§ **SELECTED EXTRACT**:

Commissioner Paulson's new medal from a BC Government website.
 Unauthorized for wear according to the rules the rest of us Canadians are required to follow. 

Awarded by the Government of British Columbia and presented by the Lieutenant Governor, this award is not officially recognized by the Government of Canada, nor is it included in the Canadian Order of Precedence for wearing Orders, Decorations and Medals. So it is unofficial and not authorized for wear along with officially granted orders, decorations or medals. This situation is part of a broader trend that seems to be gripping many uniform wearing services across Canada. Police forces especially have an ever increasing propensity to wear unofficial provincial and even municipal awards that are totally unrecognized and often unrecognizable to even the most seasoned medal pooh-bah.

The Commissioner wearing an unofficial
medal at the end of his group. 
In short "Dear Commissioner, and friends, if it doesn't appear on this list, a list issued under the authority of your bosses (the Governor General and the Prime Minister), you are not allowed to wear it. Neither you nor the RCMP has the authority to authorize you to wear a medal. You had really better get your medals re-mounted PDQ."

It is more than a bit embarrassing to have the head of our national police force flagrantly violating the rules that everyone else is required to follow.

Monday, May 25, 2015

Correcting Mistakes: Fire-Captain Paul Hurst

We have heard from Chief Hurst and he indicates that he was unaware of the error in medal mounting and is having the situation rectified. It would appear that the medal mounting error was an honest mistake, which although unfortunate is by far the best reason for such a situation. Thankfully this was not a case of Instant Dictator Syndrome. We are delighted to learn that Chief Hurst is having his medals remounted correctly and apologize for the general tone of the previous post which has now been removed.

Fire-Captain Paul Hurst, MB, of Victoria BC. 

What is the "Mystery Medal" at the end of the group?

For the record Chief Hurst's group should be worn; (1) Medal of Bravery, (2) Diamond Jubilee Medal, (3) Fire Exemplary Service Medal, (4) BC Firefighter Medal for Bravery, (5) BC Fire Service Long Service Medal. The RCHA Bravery Medal and “Mystery Medal” should not be mounted or worn with the rest of the group.

§ **LISTING**:

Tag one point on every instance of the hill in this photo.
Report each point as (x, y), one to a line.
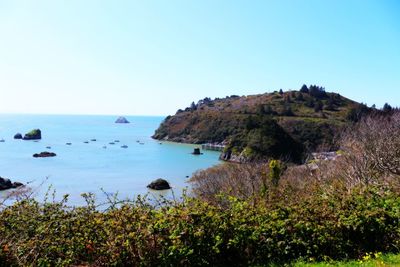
(280, 124)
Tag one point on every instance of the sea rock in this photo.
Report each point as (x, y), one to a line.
(7, 184)
(159, 184)
(196, 151)
(44, 154)
(35, 134)
(121, 120)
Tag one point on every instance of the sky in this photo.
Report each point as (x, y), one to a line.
(153, 57)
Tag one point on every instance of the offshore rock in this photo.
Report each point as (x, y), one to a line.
(159, 184)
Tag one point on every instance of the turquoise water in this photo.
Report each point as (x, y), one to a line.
(81, 167)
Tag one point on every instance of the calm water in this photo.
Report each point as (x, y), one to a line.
(89, 167)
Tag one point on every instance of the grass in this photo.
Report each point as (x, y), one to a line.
(371, 260)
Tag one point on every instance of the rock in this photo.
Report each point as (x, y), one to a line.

§ **WHAT IS NEEDED**:
Summarize the text on medal-wearing rules in two sentences.

§ **WRITTEN ANSWER**:
Commissioner Paulson's medal from the Government of British Columbia is not recognized by the Government of Canada or included in the Canadian Order of Precedence, so it is not authorized for wear with official awards, and police forces increasingly wear such unofficial provincial and municipal awards. Paul Hurst was unaware of an error in the mounting of the medals and is having them remounted correctly, with the RCHA Bravery Medal and the "Mystery Medal" left out of the group.